[Excerpted data]

++++++++++++++++++++

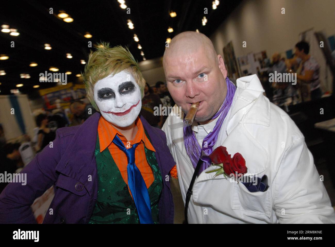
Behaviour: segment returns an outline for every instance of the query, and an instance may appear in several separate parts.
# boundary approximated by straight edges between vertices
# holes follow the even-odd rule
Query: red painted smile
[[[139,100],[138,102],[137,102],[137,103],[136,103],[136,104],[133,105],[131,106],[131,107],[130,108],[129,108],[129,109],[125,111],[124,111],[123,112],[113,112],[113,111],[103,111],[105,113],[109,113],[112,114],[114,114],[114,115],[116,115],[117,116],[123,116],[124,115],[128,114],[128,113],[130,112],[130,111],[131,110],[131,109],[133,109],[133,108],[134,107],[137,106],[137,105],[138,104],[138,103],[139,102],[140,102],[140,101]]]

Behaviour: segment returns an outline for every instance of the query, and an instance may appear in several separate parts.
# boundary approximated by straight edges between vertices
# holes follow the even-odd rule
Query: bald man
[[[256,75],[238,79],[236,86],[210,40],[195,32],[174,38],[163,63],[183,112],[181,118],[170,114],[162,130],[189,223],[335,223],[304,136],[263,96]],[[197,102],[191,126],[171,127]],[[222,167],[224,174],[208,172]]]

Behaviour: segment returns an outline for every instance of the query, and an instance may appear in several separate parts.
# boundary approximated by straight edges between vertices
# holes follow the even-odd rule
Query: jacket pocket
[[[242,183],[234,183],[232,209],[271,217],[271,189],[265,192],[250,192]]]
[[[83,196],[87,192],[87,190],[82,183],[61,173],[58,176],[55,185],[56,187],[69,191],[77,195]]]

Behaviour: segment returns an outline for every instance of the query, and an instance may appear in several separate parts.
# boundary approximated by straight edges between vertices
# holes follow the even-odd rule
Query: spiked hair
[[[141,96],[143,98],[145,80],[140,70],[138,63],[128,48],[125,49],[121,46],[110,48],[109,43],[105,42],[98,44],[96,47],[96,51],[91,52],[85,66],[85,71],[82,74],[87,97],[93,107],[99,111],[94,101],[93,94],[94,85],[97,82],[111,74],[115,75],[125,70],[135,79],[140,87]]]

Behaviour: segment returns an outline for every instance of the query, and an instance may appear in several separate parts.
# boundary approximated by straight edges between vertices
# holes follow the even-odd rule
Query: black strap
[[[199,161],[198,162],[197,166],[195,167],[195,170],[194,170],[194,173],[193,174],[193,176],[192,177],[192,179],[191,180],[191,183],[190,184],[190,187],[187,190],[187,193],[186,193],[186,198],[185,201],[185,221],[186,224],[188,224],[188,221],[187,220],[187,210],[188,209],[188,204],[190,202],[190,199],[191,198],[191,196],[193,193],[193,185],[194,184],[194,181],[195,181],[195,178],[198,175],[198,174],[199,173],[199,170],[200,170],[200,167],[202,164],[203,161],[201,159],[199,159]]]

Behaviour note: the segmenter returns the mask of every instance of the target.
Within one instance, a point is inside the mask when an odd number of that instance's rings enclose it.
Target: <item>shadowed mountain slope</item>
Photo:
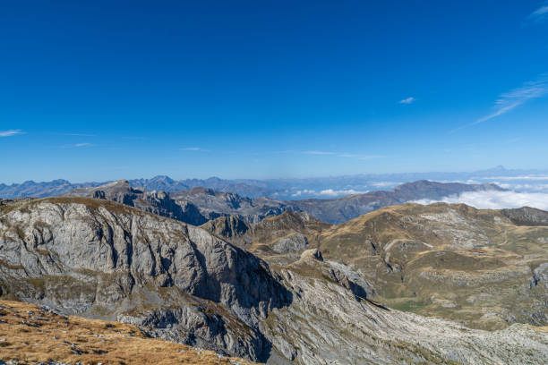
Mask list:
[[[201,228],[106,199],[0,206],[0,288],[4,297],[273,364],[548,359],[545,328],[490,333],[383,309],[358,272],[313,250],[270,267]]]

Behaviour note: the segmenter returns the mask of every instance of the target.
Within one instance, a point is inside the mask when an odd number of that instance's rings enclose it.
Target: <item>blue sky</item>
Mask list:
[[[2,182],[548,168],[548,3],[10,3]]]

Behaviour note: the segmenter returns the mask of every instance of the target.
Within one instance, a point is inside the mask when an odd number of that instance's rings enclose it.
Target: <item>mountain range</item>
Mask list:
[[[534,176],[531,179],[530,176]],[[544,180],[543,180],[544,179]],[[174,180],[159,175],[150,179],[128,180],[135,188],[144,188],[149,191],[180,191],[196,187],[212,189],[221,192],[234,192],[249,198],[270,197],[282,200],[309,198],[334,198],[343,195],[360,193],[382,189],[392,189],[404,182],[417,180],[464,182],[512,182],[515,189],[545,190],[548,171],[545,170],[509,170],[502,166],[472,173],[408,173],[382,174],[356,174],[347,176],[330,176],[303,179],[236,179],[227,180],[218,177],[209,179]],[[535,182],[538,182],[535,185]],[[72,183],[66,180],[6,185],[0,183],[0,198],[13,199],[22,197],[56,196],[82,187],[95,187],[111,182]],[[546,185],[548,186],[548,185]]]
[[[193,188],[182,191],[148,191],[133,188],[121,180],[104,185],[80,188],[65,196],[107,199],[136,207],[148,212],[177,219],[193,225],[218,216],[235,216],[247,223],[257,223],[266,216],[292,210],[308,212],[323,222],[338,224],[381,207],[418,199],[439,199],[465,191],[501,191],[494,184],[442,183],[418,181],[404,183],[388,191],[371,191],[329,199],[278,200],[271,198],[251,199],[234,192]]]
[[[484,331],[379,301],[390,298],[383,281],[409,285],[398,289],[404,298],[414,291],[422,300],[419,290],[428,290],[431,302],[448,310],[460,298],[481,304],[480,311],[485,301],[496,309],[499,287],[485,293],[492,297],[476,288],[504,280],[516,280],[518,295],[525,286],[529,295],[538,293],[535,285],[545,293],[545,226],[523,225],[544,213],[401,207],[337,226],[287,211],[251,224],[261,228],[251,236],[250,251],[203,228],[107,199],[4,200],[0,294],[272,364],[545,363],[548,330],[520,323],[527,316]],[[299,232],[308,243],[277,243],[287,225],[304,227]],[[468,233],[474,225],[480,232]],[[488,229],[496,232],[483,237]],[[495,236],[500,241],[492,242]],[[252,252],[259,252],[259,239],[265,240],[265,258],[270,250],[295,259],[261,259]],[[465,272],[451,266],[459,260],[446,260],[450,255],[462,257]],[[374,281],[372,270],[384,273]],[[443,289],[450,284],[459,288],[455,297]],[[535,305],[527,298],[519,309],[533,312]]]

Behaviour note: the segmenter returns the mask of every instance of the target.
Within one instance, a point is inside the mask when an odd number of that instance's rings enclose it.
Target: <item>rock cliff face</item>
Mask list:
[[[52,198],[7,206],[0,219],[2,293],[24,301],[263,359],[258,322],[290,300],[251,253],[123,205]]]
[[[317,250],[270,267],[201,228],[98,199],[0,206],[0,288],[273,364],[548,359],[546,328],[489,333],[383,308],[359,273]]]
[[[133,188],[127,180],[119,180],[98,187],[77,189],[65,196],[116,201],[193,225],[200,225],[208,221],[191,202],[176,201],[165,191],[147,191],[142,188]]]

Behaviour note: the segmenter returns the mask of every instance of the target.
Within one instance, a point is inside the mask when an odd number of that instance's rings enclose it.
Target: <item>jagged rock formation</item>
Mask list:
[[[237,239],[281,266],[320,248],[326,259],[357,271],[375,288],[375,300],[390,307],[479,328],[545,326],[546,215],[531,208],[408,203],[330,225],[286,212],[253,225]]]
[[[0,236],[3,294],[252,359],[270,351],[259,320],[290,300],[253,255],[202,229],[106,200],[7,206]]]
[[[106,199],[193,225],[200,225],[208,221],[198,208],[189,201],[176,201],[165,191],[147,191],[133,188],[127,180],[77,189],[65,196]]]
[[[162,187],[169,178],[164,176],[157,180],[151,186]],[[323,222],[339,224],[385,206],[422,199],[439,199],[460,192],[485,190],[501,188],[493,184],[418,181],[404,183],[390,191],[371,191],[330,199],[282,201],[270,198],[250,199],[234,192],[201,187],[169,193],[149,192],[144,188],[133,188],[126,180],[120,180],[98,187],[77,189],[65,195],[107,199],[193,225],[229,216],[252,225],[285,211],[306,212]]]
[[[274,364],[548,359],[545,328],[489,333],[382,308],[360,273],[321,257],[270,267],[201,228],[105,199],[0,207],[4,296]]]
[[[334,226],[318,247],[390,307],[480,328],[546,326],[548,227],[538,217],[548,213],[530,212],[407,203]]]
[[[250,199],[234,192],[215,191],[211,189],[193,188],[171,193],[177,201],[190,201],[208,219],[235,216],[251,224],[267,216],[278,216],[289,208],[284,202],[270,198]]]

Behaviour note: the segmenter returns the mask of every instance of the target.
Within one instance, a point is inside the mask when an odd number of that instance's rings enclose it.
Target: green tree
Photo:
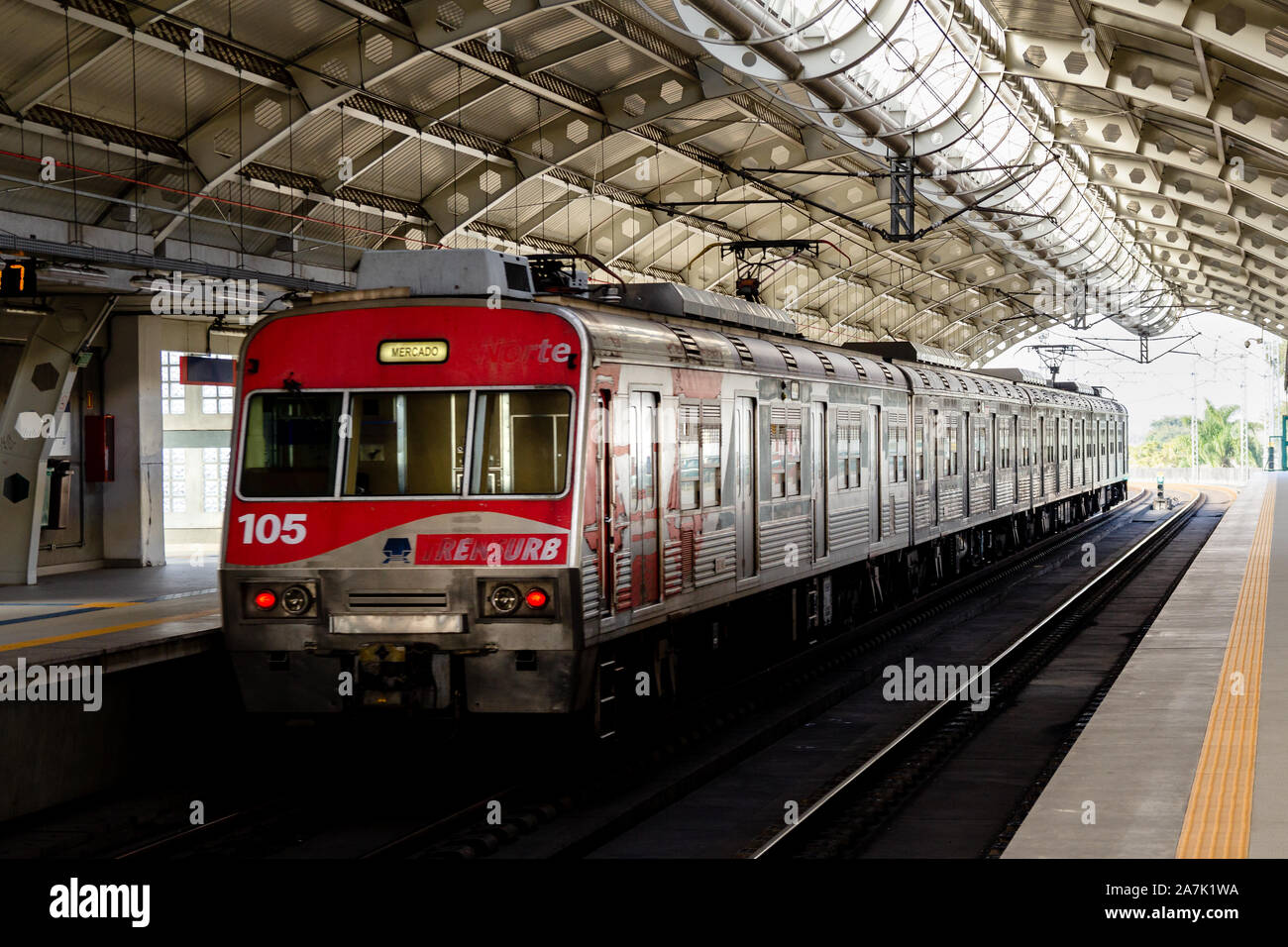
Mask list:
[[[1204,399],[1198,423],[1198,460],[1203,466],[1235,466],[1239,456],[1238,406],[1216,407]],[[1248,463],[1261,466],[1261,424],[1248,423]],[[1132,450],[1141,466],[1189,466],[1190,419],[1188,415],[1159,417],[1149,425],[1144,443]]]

++++++++++++++++++++

[Goal] Substitute "corner points" for "vertices" in the material, starting at its beginning and going on through the line containing "Query: red painted smile". Change nothing else, and return only that span without the picture.

[Correct result]
Behaviour: segment returns an outline for every instance of the query, and an instance may appear in several separate parts.
# boundary approximated by straight edges between corner points
# holes follow the even-odd rule
Query: red painted smile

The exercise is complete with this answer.